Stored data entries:
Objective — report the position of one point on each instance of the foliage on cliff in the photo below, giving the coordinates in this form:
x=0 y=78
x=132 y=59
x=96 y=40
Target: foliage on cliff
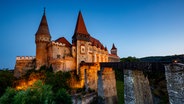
x=6 y=80
x=179 y=58
x=39 y=93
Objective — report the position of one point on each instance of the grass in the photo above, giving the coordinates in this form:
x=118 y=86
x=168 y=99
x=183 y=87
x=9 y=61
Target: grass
x=120 y=91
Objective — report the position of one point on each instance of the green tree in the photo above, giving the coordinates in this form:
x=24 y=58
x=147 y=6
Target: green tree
x=62 y=97
x=7 y=98
x=6 y=80
x=37 y=94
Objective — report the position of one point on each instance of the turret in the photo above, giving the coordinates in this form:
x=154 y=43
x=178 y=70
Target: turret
x=114 y=50
x=80 y=32
x=42 y=38
x=80 y=41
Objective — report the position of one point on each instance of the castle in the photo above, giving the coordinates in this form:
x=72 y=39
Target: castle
x=63 y=55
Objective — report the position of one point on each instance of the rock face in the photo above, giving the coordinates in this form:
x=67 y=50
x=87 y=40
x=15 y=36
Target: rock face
x=136 y=89
x=175 y=83
x=107 y=85
x=128 y=87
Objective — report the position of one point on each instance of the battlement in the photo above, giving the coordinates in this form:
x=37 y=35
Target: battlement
x=25 y=57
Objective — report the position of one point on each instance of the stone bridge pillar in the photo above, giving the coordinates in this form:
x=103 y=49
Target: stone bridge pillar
x=175 y=83
x=136 y=88
x=107 y=85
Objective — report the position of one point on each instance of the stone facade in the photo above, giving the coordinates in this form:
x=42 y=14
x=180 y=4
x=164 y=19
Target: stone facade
x=63 y=55
x=107 y=85
x=175 y=83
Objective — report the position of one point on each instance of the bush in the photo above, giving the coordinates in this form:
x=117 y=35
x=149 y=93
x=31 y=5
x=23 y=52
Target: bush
x=62 y=97
x=7 y=98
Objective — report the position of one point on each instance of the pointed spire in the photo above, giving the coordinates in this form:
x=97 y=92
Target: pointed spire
x=80 y=32
x=80 y=26
x=113 y=46
x=43 y=28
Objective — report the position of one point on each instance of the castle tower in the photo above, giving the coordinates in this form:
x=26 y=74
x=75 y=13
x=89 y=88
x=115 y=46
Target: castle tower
x=114 y=50
x=80 y=41
x=42 y=38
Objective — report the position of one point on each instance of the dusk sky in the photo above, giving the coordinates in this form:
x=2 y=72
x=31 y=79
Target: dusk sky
x=138 y=28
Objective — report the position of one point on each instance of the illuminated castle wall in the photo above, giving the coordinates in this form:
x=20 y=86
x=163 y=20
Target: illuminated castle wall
x=63 y=55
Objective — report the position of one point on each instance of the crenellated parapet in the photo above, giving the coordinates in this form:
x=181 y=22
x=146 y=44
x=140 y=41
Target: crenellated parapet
x=56 y=44
x=25 y=57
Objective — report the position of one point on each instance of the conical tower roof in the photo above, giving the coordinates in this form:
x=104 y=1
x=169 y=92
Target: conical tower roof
x=113 y=47
x=80 y=26
x=80 y=32
x=43 y=28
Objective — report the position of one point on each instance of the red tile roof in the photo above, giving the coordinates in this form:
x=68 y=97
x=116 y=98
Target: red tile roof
x=113 y=46
x=63 y=40
x=43 y=28
x=80 y=26
x=96 y=42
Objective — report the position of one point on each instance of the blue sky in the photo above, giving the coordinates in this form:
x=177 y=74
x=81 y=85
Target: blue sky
x=137 y=27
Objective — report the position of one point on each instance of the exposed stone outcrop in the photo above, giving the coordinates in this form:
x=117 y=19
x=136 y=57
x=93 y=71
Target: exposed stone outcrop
x=137 y=89
x=175 y=83
x=128 y=87
x=107 y=86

TASK INSTRUCTIONS: Make an exact copy of every line from the one with "of the dusk" to the end of the data, with the first and last of those lines included.

THE ANSWER:
Objective — report the position of one point on each instance of the dusk sky in the photo above, giving the coordinates in this form:
x=2 y=72
x=31 y=79
Target: dusk sky
x=138 y=28
Objective — report the position of one point on each instance of the illuminated castle wall in the photo above, giving the coordinates in this form:
x=20 y=86
x=163 y=20
Target: illuminated castle wall
x=63 y=55
Objective — report the position of one point on each instance of the crenellated parapet in the photo above, giving the coordinates in this form:
x=181 y=22
x=146 y=44
x=140 y=41
Target: crenellated parapet
x=56 y=44
x=25 y=57
Objective — report the position of one point on each instance of the conical tower roof in the photo above, giving the coordinates in this form:
x=104 y=1
x=169 y=92
Target: conical tower roof
x=113 y=47
x=80 y=26
x=80 y=32
x=43 y=28
Objective — report the position of one point on each instance of the red tile roof in the photo above, giving the coordinates in this form:
x=68 y=97
x=116 y=98
Target: red tile roof
x=113 y=46
x=63 y=40
x=43 y=28
x=80 y=26
x=96 y=42
Objective — report the position of one point on each instance of the blue sky in the photo above, giving the coordinates in this form:
x=177 y=74
x=81 y=85
Target: blue sky
x=137 y=27
Objective — report the position of one point on each instance of the exposed stone outcrop in the photo above, giving the coordinates in this form:
x=117 y=19
x=136 y=57
x=93 y=71
Target: exposed stone outcrop
x=137 y=89
x=175 y=83
x=128 y=87
x=107 y=86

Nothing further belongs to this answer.